▶ **Instruction**
Render the items below as a Markdown table with columns "Row" and "Line", one numbered row per line and blank lines left out. Begin at the line that has "Each instance of the cliff" and continue through the last line of the items.

▶ **Information given**

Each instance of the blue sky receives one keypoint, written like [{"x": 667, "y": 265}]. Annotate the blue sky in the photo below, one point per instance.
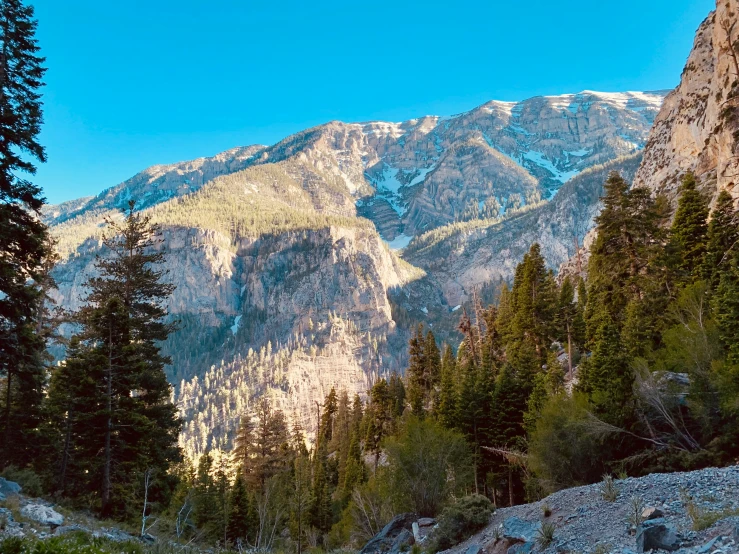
[{"x": 133, "y": 83}]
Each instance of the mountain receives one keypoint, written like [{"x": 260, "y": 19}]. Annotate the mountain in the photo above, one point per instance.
[
  {"x": 697, "y": 128},
  {"x": 306, "y": 264}
]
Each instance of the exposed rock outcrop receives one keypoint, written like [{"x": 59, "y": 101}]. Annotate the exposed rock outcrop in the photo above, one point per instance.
[{"x": 696, "y": 129}]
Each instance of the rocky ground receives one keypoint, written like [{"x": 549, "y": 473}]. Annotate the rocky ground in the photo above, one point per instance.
[
  {"x": 689, "y": 513},
  {"x": 21, "y": 516}
]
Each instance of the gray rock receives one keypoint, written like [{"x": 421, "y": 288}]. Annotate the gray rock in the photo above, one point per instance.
[
  {"x": 9, "y": 488},
  {"x": 393, "y": 536},
  {"x": 520, "y": 530},
  {"x": 42, "y": 514},
  {"x": 521, "y": 548},
  {"x": 402, "y": 542},
  {"x": 651, "y": 512},
  {"x": 74, "y": 528},
  {"x": 656, "y": 536},
  {"x": 708, "y": 547}
]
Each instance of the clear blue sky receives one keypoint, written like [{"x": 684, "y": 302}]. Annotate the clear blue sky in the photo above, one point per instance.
[{"x": 133, "y": 83}]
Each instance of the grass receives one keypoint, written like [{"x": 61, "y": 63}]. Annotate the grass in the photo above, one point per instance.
[
  {"x": 608, "y": 489},
  {"x": 545, "y": 535},
  {"x": 636, "y": 508}
]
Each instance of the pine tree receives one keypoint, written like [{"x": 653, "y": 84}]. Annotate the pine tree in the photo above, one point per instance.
[
  {"x": 446, "y": 411},
  {"x": 688, "y": 235},
  {"x": 122, "y": 324},
  {"x": 567, "y": 314},
  {"x": 722, "y": 238},
  {"x": 416, "y": 374},
  {"x": 24, "y": 238},
  {"x": 239, "y": 508}
]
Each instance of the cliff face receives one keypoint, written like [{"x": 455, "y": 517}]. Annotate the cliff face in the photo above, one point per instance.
[
  {"x": 287, "y": 283},
  {"x": 697, "y": 128}
]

▶ **Written answer**
| Row | Line |
|---|---|
| 1 | Each instance of the cliff face receives one keypoint, written like [{"x": 455, "y": 517}]. Annotate the cliff face in the photo above, one point per instance. |
| 2 | [ |
| 3 |   {"x": 287, "y": 283}, |
| 4 |   {"x": 697, "y": 128} |
| 5 | ] |